SOURCE EXTRACT: Begin

The Telegraph in a leader defending Freedom of Information: "Ultimately, easy access to political information will breed a culture change. If councils know that the public are watching their spending then they will spend less, and publish full accounts that show how well they are behaving. If politicians understand that mistakes, disasters and backfiring initiatives are likely to wind up on a front page then they will be quick to correct errors, or be honest about what went wrong. If politicians recognise this change and embrace it, they can make it work for them. Transparency will help re-establish trust in British politics."
Colin Myler, interviewed in the Guardian: “We really do beat the crap out of each other too much as an industry. We’re not very good at talking each other up. How many times can people write about the decline in circulation? It’s been in decline for 50 years! The Buzzfeeds of this world have realised that piggybacking off good journalism is going be their legacy. And yet we are the founders of it, and we’re so negative.”
Paul Hayward in the Telegraph on the way sport helped him as he was treated for cancer: "Sport is my living, and a passion, too. But I understand it better now, nearly 30 years into the job. Much of the best sports writing is about the life stories that underpin the winning and losing. ‘Adversity overcome’ is a default mode for reporting and broadcasting. A corollary is that sport can help people in the most profound ways, on the field and up in the stands. It can help make sense of life and connect people in difficulty to a world they have fallen out of and to which they fear they may never return."
Jurgen Kloop on Jose Mourhino, as reported by the BBC: "I am full of respect for his work. I think if you are not a journalist or a referee he is a nice guy."
The BBC after police used special counter-terrorism powers to seize a laptop computer belonging to Newsnight reporter Secunder Kermani: “The BBC does everything it can to protect its reporters’ communication and materials and sought independent expert legal advice in the case of Secunder Kermani. It did not resist Thames Valley’s application for an order under the Terrorism Act in court because the Act does not afford grounds under which it could be opposed. It is troubling that this legislation does not provide the opportunity for the media to mount a freedom of speech defence.”

SOURCE EXTRACT: End
SUPPLIED INFORMATION: Begin

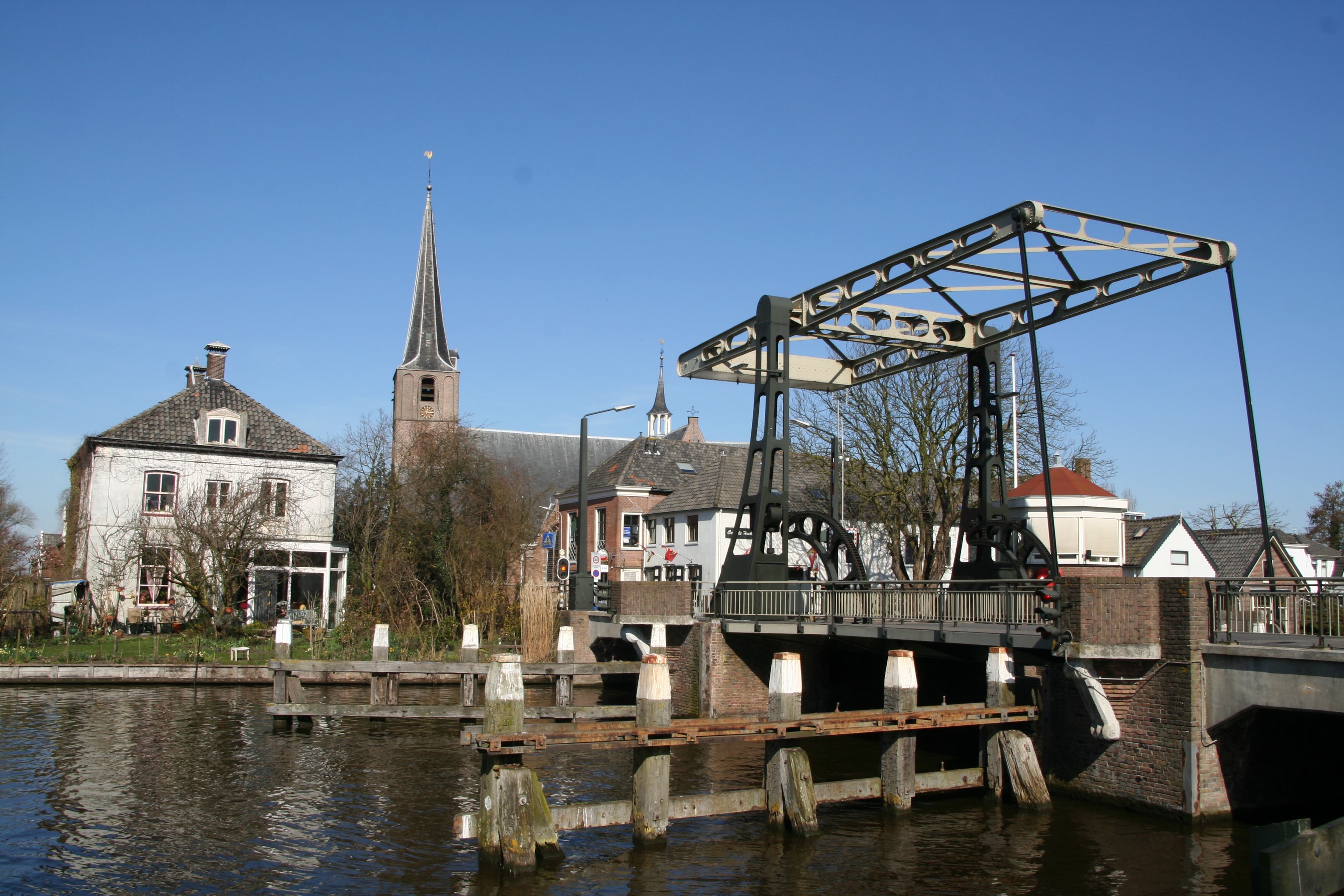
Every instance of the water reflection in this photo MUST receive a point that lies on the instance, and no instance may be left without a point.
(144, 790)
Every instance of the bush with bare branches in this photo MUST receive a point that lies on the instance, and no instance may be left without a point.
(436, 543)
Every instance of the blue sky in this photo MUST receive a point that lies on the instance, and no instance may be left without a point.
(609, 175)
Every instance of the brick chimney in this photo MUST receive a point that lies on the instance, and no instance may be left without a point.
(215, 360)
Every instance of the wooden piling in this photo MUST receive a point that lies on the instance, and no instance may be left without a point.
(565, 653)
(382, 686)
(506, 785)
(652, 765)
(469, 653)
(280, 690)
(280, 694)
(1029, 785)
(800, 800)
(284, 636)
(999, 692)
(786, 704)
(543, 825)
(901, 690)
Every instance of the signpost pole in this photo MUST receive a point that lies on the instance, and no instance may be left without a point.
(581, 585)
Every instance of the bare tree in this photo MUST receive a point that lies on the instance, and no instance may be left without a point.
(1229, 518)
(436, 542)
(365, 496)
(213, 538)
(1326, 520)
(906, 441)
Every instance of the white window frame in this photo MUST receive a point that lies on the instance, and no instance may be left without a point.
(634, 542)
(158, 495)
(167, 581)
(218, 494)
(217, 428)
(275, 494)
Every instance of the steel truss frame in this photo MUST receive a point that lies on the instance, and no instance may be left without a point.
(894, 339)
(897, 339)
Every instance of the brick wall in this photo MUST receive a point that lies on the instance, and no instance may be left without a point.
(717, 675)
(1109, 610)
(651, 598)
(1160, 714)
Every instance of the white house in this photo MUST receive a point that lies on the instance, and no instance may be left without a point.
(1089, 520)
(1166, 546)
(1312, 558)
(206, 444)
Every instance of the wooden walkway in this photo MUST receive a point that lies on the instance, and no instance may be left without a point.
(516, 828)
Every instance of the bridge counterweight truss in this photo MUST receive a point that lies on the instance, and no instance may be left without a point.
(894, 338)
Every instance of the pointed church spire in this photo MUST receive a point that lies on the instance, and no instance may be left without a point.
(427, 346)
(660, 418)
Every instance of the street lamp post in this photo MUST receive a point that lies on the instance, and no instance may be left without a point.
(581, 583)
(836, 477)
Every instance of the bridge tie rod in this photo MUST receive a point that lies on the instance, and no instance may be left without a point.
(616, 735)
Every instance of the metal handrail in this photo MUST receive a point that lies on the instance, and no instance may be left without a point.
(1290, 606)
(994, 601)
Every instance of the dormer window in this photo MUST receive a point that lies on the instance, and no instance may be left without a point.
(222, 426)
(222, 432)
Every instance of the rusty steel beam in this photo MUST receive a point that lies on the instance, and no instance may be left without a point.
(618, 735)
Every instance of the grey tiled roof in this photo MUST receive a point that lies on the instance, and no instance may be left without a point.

SUPPLIED INFORMATION: End

• TASK 1: Translate this sentence from the media quotes into French: "Transparency will help re-establish trust in British politics."
• TASK 2: Pick up the media quotes where they end and carry them on.

• ANSWER 1: La transparence contribuera à rétablir la confiance dans la politique britannique.

• ANSWER 2:
Nick Cohen in the Observer: "There are many long-established institutions we could live without. If the Times or the Home Office were to vanish tomorrow, we would survive. For all its glaring faults, the majority of people know that a diminished BBC, like a diminished NHS, would diminish them. The majority of people don’t set policy, however. In times of crisis, the activists with simple, sweeping solutions take over. Whether they are English nationalists, who want independence from Brussels, Scottish nationalists, who want independence from London, rightwingers, who hate the public sector or leftwingers who hate liberal freedoms, they all want to see the BBC beaten into submission."
The Times [£] in a leader after the conviction of Mark Dorling was referred to the Court of Appeal following a Times investigation: "The initial verdict will in due course be examined by the appropriate judicial authority. Whatever the appellate court decides, this outcome is as it should be in a functioning democracy. As and when the formal, constitutionally orthodox and — some might argue — more respectable branches of the state fall short, the fourth estate has a duty to step in."
Alan Bennett, interviewed in the Guardian: “The lies on the front page of the Mail are so vulgar and glaring. Occasionally people say they like my work and then I see they have a copy of the Mail, and you think, ‘Well, how can you?’”
The Daily Mail in a leader: "This paper is proud of the leading role we played in securing the return home of the last British resident in Guantanamo Bay after his 14 years’ captivity. For the release of Shaker Aamer begins what we hope will be the end of a truly shameful period in our history, when a Labour Government colluded with the Americans in torturing suspects and incarcerating them without trial, in inhuman conditions, for years on end. Yes, many have asked why a paper that abhors Islamist terrorism has campaigned so tenaciously to free a man suspected of close links with Osama bin Laden. Our answer is simple. Though we hold no brief for Mr Aamer, who may indeed have been an enemy of the West (and could still be), we believe with a burning passion in justice and the rule of law."